Text segment:
* begin *

The Web (Blake's 7 zine)

From Fanlore
Jump to: navigation, search

You may be looking for the B7 zine Web of Interaction.

Zine
Title: The Web
Publisher: Horizon, though see below
Editor(s): Diane Gies
Date(s): 1986-1995
Series?:
Medium: print, zine
Size:
Genre:
Fandom: Blake’s 7
Language: English
External Links:
Click here for related articles on Fanlore.

The Web is a gen Blake's 7 anthology. Art by Harry Eckman, Jo Jobson (front cover and back cover), Tim Pieraccini, Janette Harris. "The zine is not, strictly speaking, a Horizon publication but rather a private publication of Horizon president Diane Gies." [1]

Comments on the First Two Issues

Top of the sale heap is The Web. Blake's not in either story and the second one is nearly unreadable for an Avon-atheist. [2]

Issue 1

The Web 1 was published in 1986 and is 105 pages long. Authors: Sharon Eckman, Diane Gies/Jackie Ophir. Cover Artwork: Jo Jobson, Harry Eckman. Interior Artwork: Tim Pieraccini, Jo Jobson, Janette Harris.

* end *

Exercise requirements:
Extract the part of the zine entry starting at "Comments on the" and ending at "Jobson, Janette Harris.", copying it word for word. The data has no part in this exercise.

Given data:
* begin *

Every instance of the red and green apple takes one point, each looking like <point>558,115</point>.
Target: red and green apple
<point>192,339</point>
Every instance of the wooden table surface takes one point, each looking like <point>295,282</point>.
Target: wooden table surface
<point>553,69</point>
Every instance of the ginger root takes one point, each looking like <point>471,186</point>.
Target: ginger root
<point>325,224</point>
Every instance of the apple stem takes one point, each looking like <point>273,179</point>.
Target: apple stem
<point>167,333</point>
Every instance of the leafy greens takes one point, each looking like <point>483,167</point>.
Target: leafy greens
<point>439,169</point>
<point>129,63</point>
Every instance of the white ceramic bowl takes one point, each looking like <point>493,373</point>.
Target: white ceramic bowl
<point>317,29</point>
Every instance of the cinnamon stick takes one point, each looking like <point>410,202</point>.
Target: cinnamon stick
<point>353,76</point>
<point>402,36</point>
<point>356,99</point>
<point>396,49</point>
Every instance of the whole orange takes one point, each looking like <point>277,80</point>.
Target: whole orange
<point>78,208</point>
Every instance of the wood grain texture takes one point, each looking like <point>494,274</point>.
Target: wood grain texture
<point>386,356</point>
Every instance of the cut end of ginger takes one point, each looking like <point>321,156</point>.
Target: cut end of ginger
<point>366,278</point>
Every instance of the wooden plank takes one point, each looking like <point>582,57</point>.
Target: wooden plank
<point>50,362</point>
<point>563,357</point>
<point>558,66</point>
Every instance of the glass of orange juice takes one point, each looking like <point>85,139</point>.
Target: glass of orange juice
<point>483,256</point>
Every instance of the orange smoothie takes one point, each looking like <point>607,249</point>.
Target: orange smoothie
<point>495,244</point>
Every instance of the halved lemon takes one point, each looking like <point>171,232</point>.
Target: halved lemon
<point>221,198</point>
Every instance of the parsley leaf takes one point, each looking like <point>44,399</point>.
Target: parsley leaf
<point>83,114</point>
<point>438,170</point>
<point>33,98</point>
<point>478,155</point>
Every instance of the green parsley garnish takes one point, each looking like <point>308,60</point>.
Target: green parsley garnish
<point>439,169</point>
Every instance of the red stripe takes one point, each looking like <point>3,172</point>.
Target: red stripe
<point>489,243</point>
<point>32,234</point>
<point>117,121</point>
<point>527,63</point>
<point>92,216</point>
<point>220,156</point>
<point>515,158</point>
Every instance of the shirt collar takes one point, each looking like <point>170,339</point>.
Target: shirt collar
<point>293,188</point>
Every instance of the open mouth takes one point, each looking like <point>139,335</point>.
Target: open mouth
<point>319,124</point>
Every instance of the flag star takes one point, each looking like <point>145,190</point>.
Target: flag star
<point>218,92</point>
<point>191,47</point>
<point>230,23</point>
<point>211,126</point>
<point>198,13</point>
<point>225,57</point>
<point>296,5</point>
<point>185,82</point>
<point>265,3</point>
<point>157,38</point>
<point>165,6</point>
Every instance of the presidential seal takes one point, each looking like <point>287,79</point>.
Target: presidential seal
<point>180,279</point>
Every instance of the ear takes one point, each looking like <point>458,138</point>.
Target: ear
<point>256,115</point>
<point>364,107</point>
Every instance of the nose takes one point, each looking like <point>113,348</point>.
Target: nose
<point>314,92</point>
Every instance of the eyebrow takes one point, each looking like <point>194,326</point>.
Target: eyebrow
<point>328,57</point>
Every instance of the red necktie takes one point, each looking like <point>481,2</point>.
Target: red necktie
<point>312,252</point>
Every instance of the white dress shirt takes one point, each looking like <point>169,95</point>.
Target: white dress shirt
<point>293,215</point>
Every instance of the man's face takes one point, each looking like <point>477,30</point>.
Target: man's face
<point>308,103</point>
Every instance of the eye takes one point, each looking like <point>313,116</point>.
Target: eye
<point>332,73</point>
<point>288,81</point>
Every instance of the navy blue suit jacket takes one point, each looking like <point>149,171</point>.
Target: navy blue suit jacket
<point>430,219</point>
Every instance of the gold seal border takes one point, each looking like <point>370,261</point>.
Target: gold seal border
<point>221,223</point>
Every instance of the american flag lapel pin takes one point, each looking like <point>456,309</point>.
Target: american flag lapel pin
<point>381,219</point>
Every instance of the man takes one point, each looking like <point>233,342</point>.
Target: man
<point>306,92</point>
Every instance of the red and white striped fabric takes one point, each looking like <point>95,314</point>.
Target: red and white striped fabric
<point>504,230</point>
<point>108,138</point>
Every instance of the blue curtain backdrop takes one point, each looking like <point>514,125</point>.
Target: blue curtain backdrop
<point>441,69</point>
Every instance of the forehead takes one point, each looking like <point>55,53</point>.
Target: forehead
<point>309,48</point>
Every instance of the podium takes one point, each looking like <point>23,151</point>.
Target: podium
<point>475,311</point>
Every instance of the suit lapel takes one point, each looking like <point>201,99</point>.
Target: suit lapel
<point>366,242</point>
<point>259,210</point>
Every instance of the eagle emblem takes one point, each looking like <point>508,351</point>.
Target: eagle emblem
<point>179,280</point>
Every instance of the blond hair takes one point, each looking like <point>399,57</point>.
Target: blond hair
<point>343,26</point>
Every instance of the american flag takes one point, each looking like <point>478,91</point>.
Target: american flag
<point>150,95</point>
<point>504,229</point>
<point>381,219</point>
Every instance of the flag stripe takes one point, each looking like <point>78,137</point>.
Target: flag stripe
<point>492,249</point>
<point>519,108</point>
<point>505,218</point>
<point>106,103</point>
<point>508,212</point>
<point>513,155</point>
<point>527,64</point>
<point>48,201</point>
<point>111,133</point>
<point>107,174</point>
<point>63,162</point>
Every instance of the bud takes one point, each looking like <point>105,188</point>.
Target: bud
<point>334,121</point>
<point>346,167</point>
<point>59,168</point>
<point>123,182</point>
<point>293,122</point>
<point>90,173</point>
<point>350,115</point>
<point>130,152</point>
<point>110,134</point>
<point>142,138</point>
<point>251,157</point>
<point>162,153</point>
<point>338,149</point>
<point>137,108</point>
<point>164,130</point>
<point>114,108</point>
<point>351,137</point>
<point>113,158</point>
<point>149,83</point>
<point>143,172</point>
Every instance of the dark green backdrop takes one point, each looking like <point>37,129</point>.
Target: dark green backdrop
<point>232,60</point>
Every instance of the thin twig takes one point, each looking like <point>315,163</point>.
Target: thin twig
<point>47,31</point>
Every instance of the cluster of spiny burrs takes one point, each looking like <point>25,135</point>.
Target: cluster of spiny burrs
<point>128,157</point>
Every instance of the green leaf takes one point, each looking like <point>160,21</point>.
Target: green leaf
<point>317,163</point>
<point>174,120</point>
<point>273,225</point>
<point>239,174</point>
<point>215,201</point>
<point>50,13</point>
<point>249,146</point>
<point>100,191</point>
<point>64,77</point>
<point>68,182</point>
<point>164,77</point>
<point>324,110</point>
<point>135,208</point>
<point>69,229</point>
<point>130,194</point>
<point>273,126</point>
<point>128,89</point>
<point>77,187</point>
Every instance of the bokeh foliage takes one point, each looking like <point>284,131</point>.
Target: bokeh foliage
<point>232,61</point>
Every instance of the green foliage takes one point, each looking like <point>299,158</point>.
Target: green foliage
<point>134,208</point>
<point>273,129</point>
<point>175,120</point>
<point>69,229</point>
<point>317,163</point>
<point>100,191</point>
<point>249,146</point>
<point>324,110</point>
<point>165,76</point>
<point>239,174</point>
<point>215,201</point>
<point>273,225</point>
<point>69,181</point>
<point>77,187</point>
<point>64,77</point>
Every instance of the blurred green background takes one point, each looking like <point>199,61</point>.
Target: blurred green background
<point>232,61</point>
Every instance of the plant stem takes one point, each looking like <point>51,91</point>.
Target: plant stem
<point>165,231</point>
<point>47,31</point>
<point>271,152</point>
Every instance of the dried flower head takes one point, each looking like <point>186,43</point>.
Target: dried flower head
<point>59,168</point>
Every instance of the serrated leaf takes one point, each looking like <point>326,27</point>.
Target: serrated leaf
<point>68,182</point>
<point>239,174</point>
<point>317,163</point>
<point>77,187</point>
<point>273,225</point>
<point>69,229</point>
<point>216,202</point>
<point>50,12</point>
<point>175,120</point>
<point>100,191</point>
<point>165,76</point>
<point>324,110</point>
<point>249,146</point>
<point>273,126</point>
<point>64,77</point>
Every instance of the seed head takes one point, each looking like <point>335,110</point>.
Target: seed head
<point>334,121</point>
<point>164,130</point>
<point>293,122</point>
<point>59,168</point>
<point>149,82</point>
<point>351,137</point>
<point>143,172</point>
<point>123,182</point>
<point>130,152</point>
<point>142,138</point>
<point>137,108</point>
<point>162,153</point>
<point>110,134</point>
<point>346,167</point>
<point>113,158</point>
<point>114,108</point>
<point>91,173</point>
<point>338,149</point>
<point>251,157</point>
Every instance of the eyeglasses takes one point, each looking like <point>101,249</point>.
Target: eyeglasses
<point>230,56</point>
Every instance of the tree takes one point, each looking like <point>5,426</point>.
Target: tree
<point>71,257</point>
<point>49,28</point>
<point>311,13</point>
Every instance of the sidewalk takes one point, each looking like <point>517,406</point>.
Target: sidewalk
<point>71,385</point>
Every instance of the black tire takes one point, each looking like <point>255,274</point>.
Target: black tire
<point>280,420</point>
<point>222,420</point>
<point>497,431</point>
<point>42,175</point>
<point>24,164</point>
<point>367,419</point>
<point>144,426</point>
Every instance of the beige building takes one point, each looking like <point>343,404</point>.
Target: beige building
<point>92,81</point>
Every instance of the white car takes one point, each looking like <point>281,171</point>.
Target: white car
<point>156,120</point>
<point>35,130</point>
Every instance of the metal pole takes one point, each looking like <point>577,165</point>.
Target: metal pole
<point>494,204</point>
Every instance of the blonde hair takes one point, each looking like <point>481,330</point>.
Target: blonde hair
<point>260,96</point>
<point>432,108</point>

* end *

Task answer:
Comments on the First Two Issues

Top of the sale heap is The Web. Blake's not in either story and the second one is nearly unreadable for an Avon-atheist. [2]

Issue 1

The Web 1 was published in 1986 and is 105 pages long. Authors: Sharon Eckman, Diane Gies/Jackie Ophir. Cover Artwork: Jo Jobson, Harry Eckman. Interior Artwork: Tim Pieraccini, Jo Jobson, Janette Harris.